-- Start of ITEMS --

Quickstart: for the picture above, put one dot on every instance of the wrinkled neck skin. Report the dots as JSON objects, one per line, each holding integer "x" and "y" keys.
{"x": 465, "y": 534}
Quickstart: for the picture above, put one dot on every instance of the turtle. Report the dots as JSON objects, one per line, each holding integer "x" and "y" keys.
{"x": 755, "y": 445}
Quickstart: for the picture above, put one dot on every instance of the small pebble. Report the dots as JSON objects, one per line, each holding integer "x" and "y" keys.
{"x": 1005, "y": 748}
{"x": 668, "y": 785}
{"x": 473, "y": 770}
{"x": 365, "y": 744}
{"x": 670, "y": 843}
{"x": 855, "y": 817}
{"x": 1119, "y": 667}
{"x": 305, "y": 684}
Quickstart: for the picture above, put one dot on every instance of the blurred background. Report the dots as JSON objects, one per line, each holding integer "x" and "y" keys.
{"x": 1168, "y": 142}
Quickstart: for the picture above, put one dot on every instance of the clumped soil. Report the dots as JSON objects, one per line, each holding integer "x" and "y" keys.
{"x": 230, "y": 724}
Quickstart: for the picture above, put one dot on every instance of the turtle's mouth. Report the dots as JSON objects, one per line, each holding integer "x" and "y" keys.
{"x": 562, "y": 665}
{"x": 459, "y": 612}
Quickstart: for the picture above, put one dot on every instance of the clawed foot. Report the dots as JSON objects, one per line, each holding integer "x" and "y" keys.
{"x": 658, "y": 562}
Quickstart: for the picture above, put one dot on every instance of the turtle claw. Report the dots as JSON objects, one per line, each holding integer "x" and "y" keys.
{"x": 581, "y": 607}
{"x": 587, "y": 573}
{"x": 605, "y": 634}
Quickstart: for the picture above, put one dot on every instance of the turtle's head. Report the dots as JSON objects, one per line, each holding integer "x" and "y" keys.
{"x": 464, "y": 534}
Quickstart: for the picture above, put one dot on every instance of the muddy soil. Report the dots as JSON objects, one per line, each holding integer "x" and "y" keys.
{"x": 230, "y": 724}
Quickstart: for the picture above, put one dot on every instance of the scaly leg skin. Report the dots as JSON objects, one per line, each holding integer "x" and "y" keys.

-- End of ITEMS --

→ PROBLEM TO WORK ON
Present every row above as a numbered list, leaving out any blank lines.

→ OUTPUT OF THE EXERCISE
1. Quickstart: for the picture above, put one dot on every instance of the wrinkled neck skin. Report the dots as JSON objects, one per line, each holding integer "x" and "y" keys.
2. {"x": 465, "y": 534}
3. Quickstart: for the picture above, put one dot on every instance of the turtle. Report the dots as JSON objects, one per line, each holding integer "x" and "y" keys.
4. {"x": 755, "y": 445}
5. Quickstart: for the picture above, put one dot on every instance of the small pebble. Report the dots as JSON objects, one per line, each holding integer "x" and "y" keys.
6. {"x": 1005, "y": 748}
7. {"x": 668, "y": 785}
8. {"x": 473, "y": 770}
9. {"x": 365, "y": 744}
10. {"x": 670, "y": 843}
11. {"x": 855, "y": 817}
12. {"x": 1119, "y": 667}
13. {"x": 305, "y": 684}
14. Quickstart: for the picture above, put one dot on every instance of the blurred background. Report the dots as JSON objects, one per line, each holding integer "x" and "y" keys.
15. {"x": 1168, "y": 142}
16. Quickstart: for the picture above, put one dot on every instance of the clumped soil. Report the dots as JSON objects, one per line, each holding integer "x" and "y" keys.
17. {"x": 230, "y": 724}
18. Quickstart: for the picture above, put one dot on every instance of the turtle's mouth. Report the dots as JSON objects, one per line, each holding integer "x" and "y" keys.
19. {"x": 562, "y": 665}
20. {"x": 459, "y": 612}
21. Quickstart: for the picture above, put one dot on every instance of the clawed foot. Report the dots as JSON objects, one per line, each holding integer "x" and "y" keys.
22. {"x": 658, "y": 562}
23. Quickstart: for the picture above, put one dot on every instance of the turtle claw. Report the dots as JSON objects, one per line, each holding integer "x" and "y" keys.
24. {"x": 581, "y": 607}
25. {"x": 587, "y": 573}
26. {"x": 605, "y": 634}
27. Quickstart: for the picture above, put one dot on every instance of the turtle's head. Report the dots as JSON objects, one per line, each holding integer "x" and "y" keys.
28. {"x": 464, "y": 534}
29. Quickstart: for the picture above, put one dot on every instance of the muddy soil. Report the dots as JSON objects, one per line, each holding integer "x" and "y" keys.
30. {"x": 230, "y": 724}
31. Quickstart: for the picture above, put one dot on every instance of the scaly leg skin. Report the dots as JSON objects, one per line, each holding integer "x" and "y" keys.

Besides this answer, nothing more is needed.